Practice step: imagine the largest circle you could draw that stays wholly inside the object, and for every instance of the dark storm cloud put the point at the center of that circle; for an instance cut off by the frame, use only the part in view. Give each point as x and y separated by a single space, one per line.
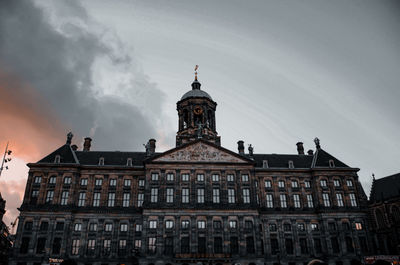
56 64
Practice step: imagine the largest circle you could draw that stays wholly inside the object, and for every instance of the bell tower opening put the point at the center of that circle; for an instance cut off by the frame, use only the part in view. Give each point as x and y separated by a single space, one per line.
196 112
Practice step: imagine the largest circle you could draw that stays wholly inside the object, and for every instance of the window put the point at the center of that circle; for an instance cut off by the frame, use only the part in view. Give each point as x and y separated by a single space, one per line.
231 196
75 246
295 184
154 195
200 195
111 199
296 200
269 200
140 199
325 198
246 196
37 180
336 183
153 224
200 177
52 180
215 177
152 244
169 224
281 184
268 183
84 182
113 182
154 176
170 195
353 200
339 199
185 224
49 196
310 201
170 177
108 227
230 177
126 199
307 184
349 183
245 178
64 197
201 224
96 199
282 198
98 182
323 183
141 182
124 228
185 177
215 195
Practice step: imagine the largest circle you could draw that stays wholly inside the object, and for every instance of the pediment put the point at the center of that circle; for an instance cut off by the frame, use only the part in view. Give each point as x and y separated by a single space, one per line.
201 152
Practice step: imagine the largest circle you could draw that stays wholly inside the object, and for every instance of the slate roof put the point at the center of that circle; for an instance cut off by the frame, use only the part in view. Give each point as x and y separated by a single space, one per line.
385 188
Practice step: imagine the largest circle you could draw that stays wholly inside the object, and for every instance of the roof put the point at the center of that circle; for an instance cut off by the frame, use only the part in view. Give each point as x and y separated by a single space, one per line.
385 188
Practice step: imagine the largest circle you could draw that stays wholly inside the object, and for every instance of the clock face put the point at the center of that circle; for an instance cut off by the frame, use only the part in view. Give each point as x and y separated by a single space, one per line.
197 110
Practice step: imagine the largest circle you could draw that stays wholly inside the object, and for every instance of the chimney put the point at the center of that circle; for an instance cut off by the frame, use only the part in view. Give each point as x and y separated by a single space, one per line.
300 148
241 147
87 144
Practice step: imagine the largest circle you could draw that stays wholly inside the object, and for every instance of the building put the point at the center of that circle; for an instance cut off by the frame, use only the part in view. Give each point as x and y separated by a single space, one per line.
197 203
384 209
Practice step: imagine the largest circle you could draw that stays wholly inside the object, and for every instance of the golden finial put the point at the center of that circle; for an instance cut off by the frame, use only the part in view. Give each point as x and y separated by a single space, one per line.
195 72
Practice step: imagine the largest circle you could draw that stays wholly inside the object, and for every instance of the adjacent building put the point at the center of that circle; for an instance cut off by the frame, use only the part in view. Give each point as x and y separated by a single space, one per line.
197 203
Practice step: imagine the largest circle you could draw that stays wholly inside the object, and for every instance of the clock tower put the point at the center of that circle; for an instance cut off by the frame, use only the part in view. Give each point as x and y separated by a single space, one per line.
196 111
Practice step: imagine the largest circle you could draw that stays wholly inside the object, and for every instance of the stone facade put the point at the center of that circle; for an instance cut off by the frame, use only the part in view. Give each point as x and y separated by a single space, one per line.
196 203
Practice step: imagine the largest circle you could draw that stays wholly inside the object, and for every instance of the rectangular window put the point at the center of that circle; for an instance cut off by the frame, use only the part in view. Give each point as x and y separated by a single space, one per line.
185 177
215 195
353 200
325 198
282 198
126 199
215 177
185 195
200 177
154 195
231 196
82 199
154 176
200 195
296 200
49 196
339 199
64 197
230 177
246 196
111 199
96 199
170 195
170 177
140 199
310 201
269 200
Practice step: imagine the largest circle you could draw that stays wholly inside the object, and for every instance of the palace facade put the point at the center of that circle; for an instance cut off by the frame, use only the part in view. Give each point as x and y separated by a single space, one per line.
198 203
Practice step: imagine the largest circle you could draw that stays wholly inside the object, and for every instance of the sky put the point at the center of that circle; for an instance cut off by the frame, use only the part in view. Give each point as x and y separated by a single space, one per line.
280 71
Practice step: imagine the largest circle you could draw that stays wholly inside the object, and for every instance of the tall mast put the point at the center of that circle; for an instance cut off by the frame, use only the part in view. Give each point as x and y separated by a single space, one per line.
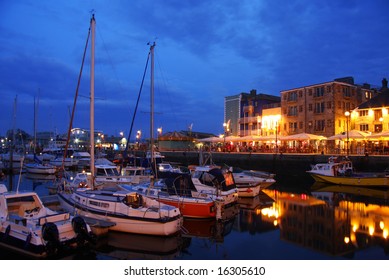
152 106
92 100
------
Everything in the entries except the pictures must be duplicated exactly.

Response area ->
Practice step: imagine the largest circle you could draw that stays wholly inside the object, and for every instance of the dark storm cloud put the point at the center of that circle; for an instance cut off by the frame, use only the part in view. Give each point as x and y separated by a single space, one per line.
56 64
Practice step: imagine the largest circle you could draw that stays wholly inside the object, and for every instance of the bell tower opening put the point at the center of that circle; for an instance cut off by the frame, use only the part in view. Give each point as x and y separated by a single space, one per line.
196 112
Practice step: imagine the largest circle you could draw that stays wholly inside the object, and for every instance of the window put the point at the center of that circle; for an instance cut off by the frame, use only the part in view. Give each point as x and y separated by a single space, one per line.
231 196
75 246
295 184
154 195
200 195
111 199
296 200
269 200
140 199
325 198
246 196
37 180
336 183
153 224
200 177
52 180
215 177
152 244
169 224
281 184
268 183
84 182
113 182
154 176
170 195
353 200
339 199
185 224
49 196
310 201
170 177
108 227
230 177
126 199
307 184
349 183
245 178
64 197
201 224
96 199
282 198
98 182
323 183
141 182
124 228
185 177
215 195
Practice step: imagine the largest circle you could draw that stays wholly inside the object, and for every instance of the pediment put the point at the center of that circle; for an instance cut off by the frame, use only the part in view. Give each point as x and y separated by a single space, one per line.
201 152
Practice step: imagine the largest circle you could draw that stays wholly inside the object, and for every instance of the slate roof put the point at the center of that circle; for an instance cut off by the frame, use only the part in view. Give each point as x and y separated by a single space, one per line.
385 188
Practice step: imagine the largest circle you could draw that stays wholly inside the object, and for every instance of the roof put the point at the center of that circle; for an instance cut off by the frame, use only the part in view. Give each point as x and y separated by a single space, one per line.
385 188
Practice step: imagine the largest circle you could draw that stays wholly inside the object, and for every instance of the clock face put the point at the center of that circle; for an instance cut off by the frame, use only the part in view. Give each point as x and y separated by a single space, one per line.
197 110
Practice step: imagine the largest circle you could draw that stays wholly inside the object, and for every instance of the chimney put the point at the center of that circle; for an instance cut off by the frame, use only the part in view. Give each point as x and y separated by a single space, one per line.
300 148
241 147
87 144
Practice step: imagine the largest circle you could draw that stays wholly inside the object, and for every instance of the building put the point at the center of that circle; for an instance cut off by the frame, use only the part in view. Give each point as x and y separated by a single space, one per line.
197 203
384 209
Practice step: imagine the largest circle you could draw that stays wholly inside the object, and for every instance of the golden finial put the point at the center of that circle; for an instance cut off by the frame, use only the part in view. Give each point as x and y separated by a single space, one per line.
195 72
Practice step: imagine the largest circle you could draw that stays wholly inside the object, and for every instance of the adjacent building put the point at the center of that circle; for an instance cut off by the frame, use only the part in view. Give each point as x and y separated by a single space, one per line.
197 203
Practice step: imagine the largest circle you could draw that stays wholly inside the object, and for every instance of the clock tower put the point at the center of that circle; for an instance cut off by the frame, use only the part in view. Give each point as x and y separated by a single space, one per line.
196 111
Practice step: imagine the largest circle you could draw that stays wholly inside the object, and for every instance of the stone facade put the point at the center of that circle; for an instance cut off by the frame, use only the part in view. Give each point as x and y separated by a single space, one per line.
196 203
Practice step: imagine the largest circle you could draw that stays wholly inside the object, and for every instance of the rectangular window put the point at the center of that circle; for an instance cut off by the frame, use only the part in view. Give each point as x and y separated by a single space, one per line.
185 177
215 195
353 200
325 198
282 198
126 199
215 177
185 195
200 177
154 195
231 196
82 199
154 176
200 195
296 200
49 196
339 199
64 197
230 177
246 196
111 199
96 199
170 195
170 177
140 199
310 201
269 200
Practice step: imagine the largest circle you could draw that stays wholly inside the object, and for every instance of the palace facade put the point at the center of that circle; for an instance cut off by the frame, use only the part in view. Give each point as x and y separated by a single space, one per line.
198 203
Practice step: imagine the largest circle you could draw that stays wholly inside the object, and for every instance of the sky put the point at the center of that circle; for an instance cut off by the frame, use only the part in view. Give each point as x and y separated by a single space, one per line.
280 71
Practice step: imagine the largest circle you could draw that stays wholly inside the object, and for every instance of the tall mast put the point at the center of that circle; for an instance cut off by the frame, use only the part in view. Give each point as x and y separated by a single space, one per line.
152 106
92 100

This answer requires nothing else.